▶ [PROBLEM A]:
In the forum thread below about a kitten's breed, what color are the kitten's paw pads?

# What breed is my kitten?



## BubbyWubby (May 8, 2021)

The people who I adopted him from told me he is a Russian Blue. When I took him to the vet, the veterinarian said "I'm not sure what he is, we don't classify cats based on breed here unless they are an obvious breed like Siamese. I'd just call him a domestic shorthair." That answer seemed lazy to me.

I wasn't sure so I tried to do some research and I came across Korat, Russian Blue, Chartreux, or just a regular gray cat. Which do you think he is? His brother looked identical to him. His coat is one color, gray, a tiny white patch of hair is starting to develop on his chest but its very small and I think his gray color has lightened slightly since I got him. His paw pads are mauve. His eyes are gold with light green around his pupil. His facial structure is sleek almost triangle or diamond shaped. Long tail, black nose, large ears, big body for his age. He seems quite intelligent.


----------



## Kitty827 (Sep 3, 2020)

Looks like an RB mix to me. His eyes aren't that emerald green that RB cats have so I'd say he is a mix. Very cute!


----------



## BubbyWubby (May 8, 2021)

Kitty827 said:


> Looks like an RB mix to me. His eyes aren't that emerald green that RB cats have so I'd say he is a mix. Very cute!


 Thank you! Yes I have heard that RBs only have green eyes but there's been other people who said their purebred RB had gold eyes and some have also said they start out gold and then turn to green. I'd agree with you that he probably isn't a purebred though. I love his gold eyes, I personally hope they don't change.


----------



## Kitty827 (Sep 3, 2020)

You're welcome! How old is he? RB kittens are born with blue eyes then they change to that yellow color then at about four months they turn that emerald green color. I just read that some purebred RBs have yellows eyes for all of their adulthood but this isn't accepted in showing. As well as so much as one white hair. I do love his eyes, too! They may never change.


----------



## BubbyWubby (May 8, 2021)

He is 4 months old. His eyes havent changed since I got him at 2 months old. He has always had that green area around the gold, and the gold seems to be going strong still.


----------



## Kitty827 (Sep 3, 2020)

▶ [SUPPLIED DATA]:
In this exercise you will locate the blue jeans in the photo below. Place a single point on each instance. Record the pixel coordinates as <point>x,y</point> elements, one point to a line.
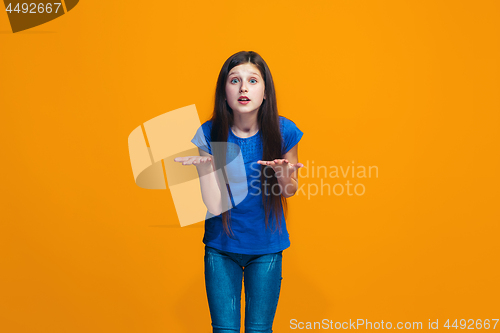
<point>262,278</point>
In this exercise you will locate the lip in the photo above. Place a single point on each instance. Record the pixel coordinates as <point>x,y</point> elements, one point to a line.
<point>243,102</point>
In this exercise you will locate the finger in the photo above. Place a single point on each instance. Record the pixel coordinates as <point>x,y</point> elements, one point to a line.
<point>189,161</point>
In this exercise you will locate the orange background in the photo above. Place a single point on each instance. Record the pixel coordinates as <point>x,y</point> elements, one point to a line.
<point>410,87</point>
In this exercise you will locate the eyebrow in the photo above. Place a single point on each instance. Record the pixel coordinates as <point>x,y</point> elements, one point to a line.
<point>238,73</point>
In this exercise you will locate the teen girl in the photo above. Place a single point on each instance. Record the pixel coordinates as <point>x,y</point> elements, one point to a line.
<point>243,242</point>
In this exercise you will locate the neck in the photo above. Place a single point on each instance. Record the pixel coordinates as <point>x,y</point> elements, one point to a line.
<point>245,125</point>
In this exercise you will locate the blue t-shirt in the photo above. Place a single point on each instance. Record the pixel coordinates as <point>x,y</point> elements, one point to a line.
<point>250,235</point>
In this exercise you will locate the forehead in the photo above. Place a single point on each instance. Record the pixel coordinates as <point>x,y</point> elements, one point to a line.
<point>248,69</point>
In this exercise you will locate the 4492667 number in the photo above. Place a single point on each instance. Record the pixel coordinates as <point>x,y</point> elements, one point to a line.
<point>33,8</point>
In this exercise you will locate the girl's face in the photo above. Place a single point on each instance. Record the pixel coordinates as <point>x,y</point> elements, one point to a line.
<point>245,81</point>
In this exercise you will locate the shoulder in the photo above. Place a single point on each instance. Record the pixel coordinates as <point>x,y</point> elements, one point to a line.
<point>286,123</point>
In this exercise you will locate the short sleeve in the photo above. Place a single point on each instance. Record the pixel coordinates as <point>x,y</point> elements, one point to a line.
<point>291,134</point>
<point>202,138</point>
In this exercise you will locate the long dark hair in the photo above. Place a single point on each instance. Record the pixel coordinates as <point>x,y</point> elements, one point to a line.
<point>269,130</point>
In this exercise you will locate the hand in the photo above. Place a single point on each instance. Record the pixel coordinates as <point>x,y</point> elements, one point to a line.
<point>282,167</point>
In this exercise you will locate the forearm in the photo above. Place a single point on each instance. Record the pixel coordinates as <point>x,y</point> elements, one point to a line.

▶ [PROBLEM B]:
Copy out the rows from the line with "In this exercise you will locate the teen" to the line with "<point>286,123</point>", including both of those lines.

▶ [TASK SOLUTION A]:
Mauve.

▶ [TASK SOLUTION B]:
In this exercise you will locate the teen girl in the photo above. Place a single point on each instance. Record the pixel coordinates as <point>x,y</point> elements, one point to a line.
<point>243,242</point>
In this exercise you will locate the neck in the photo above. Place a single point on each instance. Record the pixel coordinates as <point>x,y</point> elements, one point to a line.
<point>245,125</point>
In this exercise you will locate the blue t-shirt in the photo above. Place a single point on each instance. Record the pixel coordinates as <point>x,y</point> elements, one point to a line.
<point>250,235</point>
In this exercise you will locate the forehead in the photo above. Place a single point on each instance. Record the pixel coordinates as <point>x,y</point> elements, one point to a line.
<point>248,69</point>
In this exercise you will locate the 4492667 number in the photo above. Place a single point on each instance. Record the pixel coordinates as <point>x,y</point> elements, one point to a line.
<point>33,8</point>
In this exercise you will locate the girl's face in the photo above. Place a single point on each instance. Record the pixel coordinates as <point>x,y</point> elements, one point to a line.
<point>245,81</point>
In this exercise you will locate the shoulder in the photo above. Place a single point on each instance. Record the pixel coordinates as <point>x,y</point> elements, one point to a line.
<point>286,123</point>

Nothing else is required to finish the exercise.